EG75の続きです。分詞構文です。以下、見ましょう。
(1)<Shocked at the news>、Lucy passed out.
(<その知らせにショックを受けて>、ルーシーは気絶してしまった。)
(1)は、‘shocked at ~’の表現が、「~ にショックを受けて」、という意味になって、‘Lucy passed out’「ルーシーは気絶してしまった」、にかかっています。この‘shocked’は、過去形、過去分詞のどちらか、ということになるんですけど、結論から言うと、過去分詞です。
(2)Lucy was shocked at the news. (ルーシーは、その知らせにショックを受けた。)
(2)にあるように、「ショックを受ける」という表現は、‘A is shocked’というカタチで表して、「A はショックを受ける」という意味になります。本来、‘shock’という動詞は、‘shock A’で、「A にショックを与える」という意味になる他動詞なので、‘A is shocked’という、受身文のカタチにして、「A はショックを与えられる」、としてから、その平たい日本語の言いかえとして、「Aはショックを受ける」となるわけですね。
そこで、(1)の‘shocked at the news’の部分と、(2)の文を見比べてみると、‘Lucy was ~’の表現を除けば、同じ表現であることがわかると思います。ですので、受身文から、「主語+‘be’動詞」を取り除いて、いきなり‘-ed’から始まるカタチにしてやると、(1)のような使い方ができるんですね。(1)の‘shocked’が、過去分詞であると言ったのは、そういった経緯によるものです。類似した文として、以下の例を見ると、それがハッキリとわかると思います。
(3)<Beaten by a bank robber>、Lucy passed out.
(<銀行強盗に打ちのめされて>ルーシーは気絶した。)
(3)では、‘beat-beat-beaten’「~ を打ちのめす」という活用をする動詞の過去分詞‘beaten’を用いていますが、構文的には、‘Beaten by a bank robber’の部分は、(1)の‘shocked at the news’と全く同じものです。ところで、(1)では、‘shocked at the news’が、‘Lucy passed out’にかかっている、と言いましたが、ということは、‘shocked at the news’は文の骨格にはならない表現である、ということになりますね。つまり、(1)の過去分詞は、副詞的な過去分詞であると言ってもよいでしょう。(3)の‘beaten’も、もちろん同様です。

## 依頼事項
A - 分詞構文の解説から、「(<その知らせにショックを受けて>、ルーシーは気絶してしまった。)」を含む語句で始まり「robber>、Lucy passed out.」で終わる部分を、一字一句変えずに抜き出してください。
B - 分詞構文の解説について、本文最後の文に続く内容を書き継いでください。
レコードは、本件の作業とは一切関係いたしません。

## データセット内容
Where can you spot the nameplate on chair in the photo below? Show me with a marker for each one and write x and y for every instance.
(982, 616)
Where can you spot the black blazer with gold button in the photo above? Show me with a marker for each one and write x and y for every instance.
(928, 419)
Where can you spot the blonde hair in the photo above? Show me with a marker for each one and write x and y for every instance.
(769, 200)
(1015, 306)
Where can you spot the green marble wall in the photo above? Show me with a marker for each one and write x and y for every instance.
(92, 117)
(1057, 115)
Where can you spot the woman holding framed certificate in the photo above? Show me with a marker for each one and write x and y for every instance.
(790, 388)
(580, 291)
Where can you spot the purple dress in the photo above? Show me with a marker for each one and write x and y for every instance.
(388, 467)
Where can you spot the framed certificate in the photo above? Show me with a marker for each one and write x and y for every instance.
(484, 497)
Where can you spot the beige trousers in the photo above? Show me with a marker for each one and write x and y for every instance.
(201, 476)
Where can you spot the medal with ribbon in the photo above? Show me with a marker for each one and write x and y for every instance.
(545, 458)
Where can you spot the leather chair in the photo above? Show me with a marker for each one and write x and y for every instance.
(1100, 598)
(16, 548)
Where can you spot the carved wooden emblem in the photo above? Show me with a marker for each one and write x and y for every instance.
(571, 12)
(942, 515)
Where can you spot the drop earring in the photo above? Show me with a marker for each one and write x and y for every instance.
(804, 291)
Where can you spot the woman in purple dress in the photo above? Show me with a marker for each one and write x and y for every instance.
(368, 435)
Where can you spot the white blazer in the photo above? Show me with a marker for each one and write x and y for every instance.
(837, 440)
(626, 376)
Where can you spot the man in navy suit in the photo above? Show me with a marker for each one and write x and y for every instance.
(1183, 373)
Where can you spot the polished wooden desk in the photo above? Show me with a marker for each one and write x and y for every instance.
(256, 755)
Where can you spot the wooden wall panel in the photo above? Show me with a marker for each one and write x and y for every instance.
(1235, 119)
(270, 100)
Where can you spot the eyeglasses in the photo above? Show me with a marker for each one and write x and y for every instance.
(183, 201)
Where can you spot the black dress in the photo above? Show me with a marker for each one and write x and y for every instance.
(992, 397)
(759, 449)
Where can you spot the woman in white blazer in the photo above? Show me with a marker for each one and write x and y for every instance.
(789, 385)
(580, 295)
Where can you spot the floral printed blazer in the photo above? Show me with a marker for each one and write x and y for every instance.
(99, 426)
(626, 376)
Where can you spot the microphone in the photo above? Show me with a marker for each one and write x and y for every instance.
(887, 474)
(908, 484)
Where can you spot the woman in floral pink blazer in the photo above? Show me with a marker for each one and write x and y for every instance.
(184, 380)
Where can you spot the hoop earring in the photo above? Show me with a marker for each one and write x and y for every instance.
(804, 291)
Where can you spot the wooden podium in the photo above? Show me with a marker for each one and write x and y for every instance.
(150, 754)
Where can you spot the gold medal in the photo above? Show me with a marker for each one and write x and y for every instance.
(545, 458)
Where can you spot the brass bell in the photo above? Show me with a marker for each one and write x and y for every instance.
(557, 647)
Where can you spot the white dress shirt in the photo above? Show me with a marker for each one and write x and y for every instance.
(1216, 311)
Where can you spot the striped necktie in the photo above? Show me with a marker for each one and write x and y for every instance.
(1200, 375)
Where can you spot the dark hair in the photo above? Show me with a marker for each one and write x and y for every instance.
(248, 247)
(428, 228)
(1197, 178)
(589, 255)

## 課題への回答
A -
(<その知らせにショックを受けて>、ルーシーは気絶してしまった。)
(1)は、‘shocked at ~’の表現が、「~ にショックを受けて」、という意味になって、‘Lucy passed out’「ルーシーは気絶してしまった」、にかかっています。この‘shocked’は、過去形、過去分詞のどちらか、ということになるんですけど、結論から言うと、過去分詞です。
(2)Lucy was shocked at the news. (ルーシーは、その知らせにショックを受けた。)
(2)にあるように、「ショックを受ける」という表現は、‘A is shocked’というカタチで表して、「A はショックを受ける」という意味になります。本来、‘shock’という動詞は、‘shock A’で、「A にショックを与える」という意味になる他動詞なので、‘A is shocked’という、受身文のカタチにして、「A はショックを与えられる」、としてから、その平たい日本語の言いかえとして、「Aはショックを受ける」となるわけですね。
そこで、(1)の‘shocked at the news’の部分と、(2)の文を見比べてみると、‘Lucy was ~’の表現を除けば、同じ表現であることがわかると思います。ですので、受身文から、「主語+‘be’動詞」を取り除いて、いきなり‘-ed’から始まるカタチにしてやると、(1)のような使い方ができるんですね。(1)の‘shocked’が、過去分詞であると言ったのは、そういった経緯によるものです。類似した文として、以下の例を見ると、それがハッキリとわかると思います。
(3)<Beaten by a bank robber>、Lucy passed out.

B -
そこで、EG75では、副詞的な‘-ing’のカタチである、分詞構文を扱いましたが、実は、この副詞的な過去分詞も、分詞構文の仲間なのです。つまり、分詞構文とは、基本的には、現在分詞‘-ing’や、過去分詞‘-ed’といった分詞を、副詞として使用する表現方法なのです。
さらに、EG75では、‘-ing’の分詞構文には、カタチとなって現れている主語がないので、それがかかる他の文の主語にその主語を求める、といった決まりごとがあるのを見ました。過去分詞の分詞構文もそれと同じルールに従います。
まず、(1)の文では、ショックを受けたのはルーシーですが、気絶したのもルーシーですね。つまり、(1)の‘shocked’は、(2)にあるように、本来、‘Lucy’を主語としている文がもとになっている、と考えてもよいと思います。(3)の文でも、銀行強盗に打ちのめされたのはルーシーですが、気絶したのもルーシーです。ですので、そこから、(3)の‘beaten’も、カタチとしては目に見えないけど、本来は、‘Lucy’を主語に取っていると解釈されるわけですね。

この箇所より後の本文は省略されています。